Inside India

The Union budget and India's growth story

In Europe and the U.S., a central government announcing a yearly budget tends to go fully unnoticed, save for a few snores in the media. Not so in India, where the Union budget, realeased on the first day of February, is followed with remarkable attention and trascends the pages of the financial press to become a regular piece of conversation in businesses and families. It is a beautiful demonstration of the country’s democratic life.

 

There were high expectations about this year’s budget’s ability to deliver a push to India’s growth (estimated at 7% for the upcoming year) while addressing the global headwinds of inflation and recession fears. In other words, people were expecting strong government investment and tax relief for a broad swath of people, while keeping the deficit under control. In all those aspects, the broad consensus is that the final budget delivered well.

### Prompt 1
Say whether each statement agrees with the article on India's Union budget, and quote the words from it that decide each one. (a) India's growth for the upcoming year is estimated at 7%. (b) In Europe and the U.S., a yearly budget announcement draws close attention in the media. (c) The broad consensus is that the final budget fell short of expectations.
### Prompt 2
Carry on the article on India's Union budget, picking up after its final sentence.

### Given data
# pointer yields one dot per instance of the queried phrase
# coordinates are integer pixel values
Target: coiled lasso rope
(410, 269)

### Result 1
(a) Yes: "estimated at 7% for the upcoming year"
(b) No: "tends to go fully unnoticed, save for a few snores in the media"
(c) No: "the broad consensus is that the final budget delivered well"

### Result 2
For instance, the budget introduces a new income tax regime that reduces (or eliminates entirely) income taxes for a larger number of people. This will likely goose up consumption and help GDP growth. A relatively short-term action but a welcome one.

 

Then, the budget targets government’s capital expenditures of Rs 10 lakh crore ($122 billion), a 33% increase over the previous year and three times (!) the amount that was allocated only three years ago. This is a much bigger deal long term. In an emergent country that is furiously trying to cover its many infrastructure gaps, public spending plays an outsized role and the numbers announced, as well as the sectors in which the capital is going, are very interesting, particularly in three areas: Transportation, green energy and agriculture.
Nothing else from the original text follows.